[Saved entries]

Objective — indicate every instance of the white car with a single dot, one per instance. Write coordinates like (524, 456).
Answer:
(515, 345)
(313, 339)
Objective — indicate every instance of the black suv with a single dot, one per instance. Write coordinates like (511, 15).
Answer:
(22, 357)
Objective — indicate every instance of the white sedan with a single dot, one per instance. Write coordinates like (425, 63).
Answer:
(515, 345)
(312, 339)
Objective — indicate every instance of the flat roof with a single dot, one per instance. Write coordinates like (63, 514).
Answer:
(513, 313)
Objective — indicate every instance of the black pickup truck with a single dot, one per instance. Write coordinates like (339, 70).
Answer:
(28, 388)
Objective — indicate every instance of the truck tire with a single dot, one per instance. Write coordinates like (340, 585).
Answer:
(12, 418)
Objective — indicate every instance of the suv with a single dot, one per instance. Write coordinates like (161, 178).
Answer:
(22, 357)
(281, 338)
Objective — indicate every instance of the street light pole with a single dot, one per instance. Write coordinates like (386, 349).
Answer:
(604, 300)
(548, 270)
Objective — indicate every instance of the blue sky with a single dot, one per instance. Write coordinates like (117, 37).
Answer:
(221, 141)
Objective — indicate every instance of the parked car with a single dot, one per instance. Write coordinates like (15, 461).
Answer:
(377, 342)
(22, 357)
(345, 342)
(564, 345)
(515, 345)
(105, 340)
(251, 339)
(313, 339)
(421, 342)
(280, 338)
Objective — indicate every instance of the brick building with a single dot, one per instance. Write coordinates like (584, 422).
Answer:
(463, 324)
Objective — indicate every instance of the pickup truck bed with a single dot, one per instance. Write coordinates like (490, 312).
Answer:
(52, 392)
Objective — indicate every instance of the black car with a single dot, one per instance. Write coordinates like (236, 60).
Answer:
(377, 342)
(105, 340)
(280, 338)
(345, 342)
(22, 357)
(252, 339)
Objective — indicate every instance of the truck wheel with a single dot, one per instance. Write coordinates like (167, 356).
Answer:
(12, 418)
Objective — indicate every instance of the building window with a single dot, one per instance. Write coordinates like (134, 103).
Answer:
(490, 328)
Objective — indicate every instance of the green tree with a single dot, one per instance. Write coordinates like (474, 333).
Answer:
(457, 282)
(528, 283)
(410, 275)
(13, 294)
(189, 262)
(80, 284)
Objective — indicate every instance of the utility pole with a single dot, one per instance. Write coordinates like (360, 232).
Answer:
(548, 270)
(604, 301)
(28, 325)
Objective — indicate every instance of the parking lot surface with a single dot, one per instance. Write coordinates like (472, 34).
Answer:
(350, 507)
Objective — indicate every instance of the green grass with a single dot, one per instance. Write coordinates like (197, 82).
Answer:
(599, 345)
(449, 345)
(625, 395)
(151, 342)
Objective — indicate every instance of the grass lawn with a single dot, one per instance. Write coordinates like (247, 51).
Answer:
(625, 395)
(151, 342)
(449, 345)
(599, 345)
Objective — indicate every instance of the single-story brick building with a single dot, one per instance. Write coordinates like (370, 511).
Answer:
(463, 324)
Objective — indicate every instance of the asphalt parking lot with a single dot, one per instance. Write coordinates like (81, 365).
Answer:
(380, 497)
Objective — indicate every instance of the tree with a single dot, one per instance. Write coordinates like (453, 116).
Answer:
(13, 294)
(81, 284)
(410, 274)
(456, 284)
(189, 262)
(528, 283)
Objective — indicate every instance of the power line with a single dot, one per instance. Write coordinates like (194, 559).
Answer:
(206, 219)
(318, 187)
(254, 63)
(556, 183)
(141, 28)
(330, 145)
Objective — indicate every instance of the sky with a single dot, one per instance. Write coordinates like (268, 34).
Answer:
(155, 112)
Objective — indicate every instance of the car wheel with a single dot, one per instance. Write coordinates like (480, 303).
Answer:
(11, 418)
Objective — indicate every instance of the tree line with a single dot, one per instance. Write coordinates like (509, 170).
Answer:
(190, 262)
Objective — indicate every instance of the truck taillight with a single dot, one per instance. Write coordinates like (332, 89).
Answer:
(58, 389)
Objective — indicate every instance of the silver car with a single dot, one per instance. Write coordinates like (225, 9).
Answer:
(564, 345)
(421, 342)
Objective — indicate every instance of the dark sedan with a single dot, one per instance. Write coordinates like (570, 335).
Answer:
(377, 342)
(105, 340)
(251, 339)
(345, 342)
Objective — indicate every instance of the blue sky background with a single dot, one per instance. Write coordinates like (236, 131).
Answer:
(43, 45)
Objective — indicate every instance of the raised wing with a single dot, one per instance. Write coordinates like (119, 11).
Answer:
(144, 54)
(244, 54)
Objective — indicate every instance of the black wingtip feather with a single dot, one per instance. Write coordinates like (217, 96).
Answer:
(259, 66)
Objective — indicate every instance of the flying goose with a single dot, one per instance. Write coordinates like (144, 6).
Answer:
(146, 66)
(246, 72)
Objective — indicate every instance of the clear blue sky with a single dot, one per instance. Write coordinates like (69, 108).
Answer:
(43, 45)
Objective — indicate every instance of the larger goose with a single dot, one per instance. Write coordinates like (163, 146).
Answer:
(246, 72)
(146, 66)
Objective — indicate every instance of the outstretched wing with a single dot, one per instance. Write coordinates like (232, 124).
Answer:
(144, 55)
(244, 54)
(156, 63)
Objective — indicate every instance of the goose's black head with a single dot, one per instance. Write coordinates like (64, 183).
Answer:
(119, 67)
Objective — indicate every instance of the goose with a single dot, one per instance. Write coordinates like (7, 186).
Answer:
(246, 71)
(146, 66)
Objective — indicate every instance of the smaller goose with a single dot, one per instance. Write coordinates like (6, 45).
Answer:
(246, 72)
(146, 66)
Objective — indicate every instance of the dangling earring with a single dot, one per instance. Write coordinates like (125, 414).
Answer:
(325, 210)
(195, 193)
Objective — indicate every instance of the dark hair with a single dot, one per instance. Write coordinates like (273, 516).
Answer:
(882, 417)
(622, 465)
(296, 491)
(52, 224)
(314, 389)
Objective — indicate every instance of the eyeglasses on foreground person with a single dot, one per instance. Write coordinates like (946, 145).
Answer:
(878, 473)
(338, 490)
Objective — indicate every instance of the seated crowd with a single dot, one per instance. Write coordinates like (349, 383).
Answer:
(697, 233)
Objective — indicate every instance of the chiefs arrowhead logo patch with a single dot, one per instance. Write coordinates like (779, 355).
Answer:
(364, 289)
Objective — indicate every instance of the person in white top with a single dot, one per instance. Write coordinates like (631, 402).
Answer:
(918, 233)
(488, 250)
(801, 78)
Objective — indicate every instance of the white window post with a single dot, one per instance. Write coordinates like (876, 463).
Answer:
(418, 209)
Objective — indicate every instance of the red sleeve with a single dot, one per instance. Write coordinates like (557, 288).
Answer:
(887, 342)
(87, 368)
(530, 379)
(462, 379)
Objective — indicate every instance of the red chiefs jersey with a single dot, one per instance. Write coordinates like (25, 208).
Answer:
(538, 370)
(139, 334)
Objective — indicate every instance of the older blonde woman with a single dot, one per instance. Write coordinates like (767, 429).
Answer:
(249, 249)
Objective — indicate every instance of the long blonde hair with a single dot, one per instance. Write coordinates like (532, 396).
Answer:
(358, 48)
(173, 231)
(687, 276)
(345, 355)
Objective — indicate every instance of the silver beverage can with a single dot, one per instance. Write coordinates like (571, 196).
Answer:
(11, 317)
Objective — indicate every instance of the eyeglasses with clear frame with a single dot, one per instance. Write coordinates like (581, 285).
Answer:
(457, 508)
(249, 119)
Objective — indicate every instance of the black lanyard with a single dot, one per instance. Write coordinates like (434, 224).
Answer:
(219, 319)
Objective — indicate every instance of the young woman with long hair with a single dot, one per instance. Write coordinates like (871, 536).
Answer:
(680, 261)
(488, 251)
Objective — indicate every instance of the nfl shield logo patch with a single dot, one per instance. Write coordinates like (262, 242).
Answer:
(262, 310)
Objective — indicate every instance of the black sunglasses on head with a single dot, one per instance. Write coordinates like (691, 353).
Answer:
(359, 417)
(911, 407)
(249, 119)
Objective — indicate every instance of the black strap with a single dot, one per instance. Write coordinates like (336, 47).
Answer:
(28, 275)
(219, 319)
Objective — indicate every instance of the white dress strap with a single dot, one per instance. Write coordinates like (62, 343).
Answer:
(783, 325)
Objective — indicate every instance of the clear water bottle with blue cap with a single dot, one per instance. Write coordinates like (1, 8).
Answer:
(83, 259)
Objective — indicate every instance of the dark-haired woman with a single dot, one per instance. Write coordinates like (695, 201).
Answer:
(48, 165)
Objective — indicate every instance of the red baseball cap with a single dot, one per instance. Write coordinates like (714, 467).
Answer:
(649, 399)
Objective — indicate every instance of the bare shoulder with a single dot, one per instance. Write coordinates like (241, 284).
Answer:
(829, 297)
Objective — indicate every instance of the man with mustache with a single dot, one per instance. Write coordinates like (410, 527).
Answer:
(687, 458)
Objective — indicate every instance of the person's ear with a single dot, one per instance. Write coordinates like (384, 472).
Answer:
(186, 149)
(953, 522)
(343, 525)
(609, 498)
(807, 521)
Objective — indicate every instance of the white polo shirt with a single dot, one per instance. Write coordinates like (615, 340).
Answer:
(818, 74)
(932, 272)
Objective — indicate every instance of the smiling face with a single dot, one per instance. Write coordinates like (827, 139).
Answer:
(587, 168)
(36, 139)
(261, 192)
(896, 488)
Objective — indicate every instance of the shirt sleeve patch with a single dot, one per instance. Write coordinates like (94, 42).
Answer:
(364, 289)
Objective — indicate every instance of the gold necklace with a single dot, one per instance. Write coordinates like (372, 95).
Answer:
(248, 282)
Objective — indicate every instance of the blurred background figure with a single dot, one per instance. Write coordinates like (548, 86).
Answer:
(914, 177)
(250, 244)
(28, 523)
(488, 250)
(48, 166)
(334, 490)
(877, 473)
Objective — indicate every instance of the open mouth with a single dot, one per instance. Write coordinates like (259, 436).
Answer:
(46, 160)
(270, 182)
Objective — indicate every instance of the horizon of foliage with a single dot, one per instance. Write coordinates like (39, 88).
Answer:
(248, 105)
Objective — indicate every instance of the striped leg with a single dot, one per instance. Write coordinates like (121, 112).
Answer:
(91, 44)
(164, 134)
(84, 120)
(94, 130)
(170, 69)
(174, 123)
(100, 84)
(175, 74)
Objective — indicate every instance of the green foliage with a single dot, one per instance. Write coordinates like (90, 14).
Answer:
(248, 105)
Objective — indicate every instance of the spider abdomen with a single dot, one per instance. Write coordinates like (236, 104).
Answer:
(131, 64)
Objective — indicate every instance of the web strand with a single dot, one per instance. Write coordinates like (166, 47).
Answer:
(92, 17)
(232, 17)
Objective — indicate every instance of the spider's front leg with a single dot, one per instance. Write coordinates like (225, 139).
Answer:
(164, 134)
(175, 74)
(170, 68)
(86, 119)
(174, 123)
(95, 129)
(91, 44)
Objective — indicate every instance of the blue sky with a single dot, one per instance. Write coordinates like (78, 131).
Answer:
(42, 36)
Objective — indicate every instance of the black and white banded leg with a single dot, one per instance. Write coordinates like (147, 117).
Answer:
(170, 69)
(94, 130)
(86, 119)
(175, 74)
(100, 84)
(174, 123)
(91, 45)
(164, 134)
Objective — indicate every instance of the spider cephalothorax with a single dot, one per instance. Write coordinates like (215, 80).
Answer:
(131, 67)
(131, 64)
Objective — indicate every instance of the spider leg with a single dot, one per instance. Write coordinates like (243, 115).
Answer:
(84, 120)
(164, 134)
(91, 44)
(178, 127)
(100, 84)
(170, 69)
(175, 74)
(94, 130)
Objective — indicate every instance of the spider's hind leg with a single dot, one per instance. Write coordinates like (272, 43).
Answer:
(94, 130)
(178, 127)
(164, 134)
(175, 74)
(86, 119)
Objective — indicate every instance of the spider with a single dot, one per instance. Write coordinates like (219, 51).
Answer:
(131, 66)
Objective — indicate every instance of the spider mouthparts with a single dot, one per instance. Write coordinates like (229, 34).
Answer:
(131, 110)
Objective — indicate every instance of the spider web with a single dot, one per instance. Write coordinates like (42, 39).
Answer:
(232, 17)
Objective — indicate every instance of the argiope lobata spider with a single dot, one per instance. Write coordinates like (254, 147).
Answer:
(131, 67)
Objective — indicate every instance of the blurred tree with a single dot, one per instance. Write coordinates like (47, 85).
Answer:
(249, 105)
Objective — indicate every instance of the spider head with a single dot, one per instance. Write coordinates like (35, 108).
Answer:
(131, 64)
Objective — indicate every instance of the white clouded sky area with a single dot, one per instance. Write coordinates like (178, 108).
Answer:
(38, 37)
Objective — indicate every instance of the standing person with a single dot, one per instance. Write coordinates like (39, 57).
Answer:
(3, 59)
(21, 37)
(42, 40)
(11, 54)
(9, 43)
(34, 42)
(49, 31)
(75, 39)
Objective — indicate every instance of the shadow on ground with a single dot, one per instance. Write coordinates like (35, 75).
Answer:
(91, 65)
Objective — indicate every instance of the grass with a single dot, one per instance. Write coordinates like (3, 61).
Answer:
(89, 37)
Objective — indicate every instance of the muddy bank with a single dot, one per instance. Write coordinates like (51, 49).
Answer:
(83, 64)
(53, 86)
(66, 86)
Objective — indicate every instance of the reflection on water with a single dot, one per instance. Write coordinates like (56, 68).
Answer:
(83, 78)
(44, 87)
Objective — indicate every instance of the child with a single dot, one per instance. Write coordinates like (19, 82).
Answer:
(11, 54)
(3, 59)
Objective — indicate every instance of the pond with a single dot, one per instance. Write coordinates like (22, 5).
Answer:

> _Exercise directions_: How many lines of the records contain "water"? Answer with the number only.

> _Answer box_: 2